# START OF INFORMATION GIVEN
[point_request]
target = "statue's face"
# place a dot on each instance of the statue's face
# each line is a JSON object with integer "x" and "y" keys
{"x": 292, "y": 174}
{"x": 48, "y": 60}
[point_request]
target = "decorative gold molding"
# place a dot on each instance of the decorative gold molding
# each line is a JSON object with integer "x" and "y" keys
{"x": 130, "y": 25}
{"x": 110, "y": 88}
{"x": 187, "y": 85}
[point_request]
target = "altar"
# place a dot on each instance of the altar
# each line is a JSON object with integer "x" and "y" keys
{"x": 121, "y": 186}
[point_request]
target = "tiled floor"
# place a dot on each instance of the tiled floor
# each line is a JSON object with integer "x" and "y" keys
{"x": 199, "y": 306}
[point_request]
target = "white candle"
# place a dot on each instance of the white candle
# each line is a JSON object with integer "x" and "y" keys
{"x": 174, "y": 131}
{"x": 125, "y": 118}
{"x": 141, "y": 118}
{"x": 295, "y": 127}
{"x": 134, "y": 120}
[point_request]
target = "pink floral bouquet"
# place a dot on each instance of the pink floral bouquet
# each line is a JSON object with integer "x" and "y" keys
# END OF INFORMATION GIVEN
Extract every line of the listing above verbatim, reproducing each one without any alteration.

-- ANSWER TO THE PROBLEM --
[point_request]
target = "statue's face"
# place a dot on each instance of the statue's face
# each line is a JSON object with integer "x" and "y" keys
{"x": 292, "y": 174}
{"x": 48, "y": 60}
[point_request]
target = "decorative gold molding"
# place a dot on each instance of the decorative gold molding
# each line is a JSON object with integer "x" and "y" keys
{"x": 130, "y": 25}
{"x": 110, "y": 88}
{"x": 187, "y": 85}
[point_request]
target = "altar"
# place a dot on each instance of the altar
# each line is a JSON object with integer "x" and "y" keys
{"x": 121, "y": 186}
[point_request]
target = "tiled floor"
# place a dot on each instance of the tiled floor
# each line is a JSON object with integer "x" and "y" keys
{"x": 199, "y": 306}
[point_request]
target = "white candle"
# place a dot on each instance of the white candle
# each line is a JSON object with integer "x" and "y" keys
{"x": 174, "y": 131}
{"x": 125, "y": 118}
{"x": 141, "y": 118}
{"x": 295, "y": 127}
{"x": 134, "y": 120}
[point_request]
target = "pink floral bouquet"
# place a dot on each instance of the pink floral bouquet
# each line is a JSON object with integer "x" and "y" keys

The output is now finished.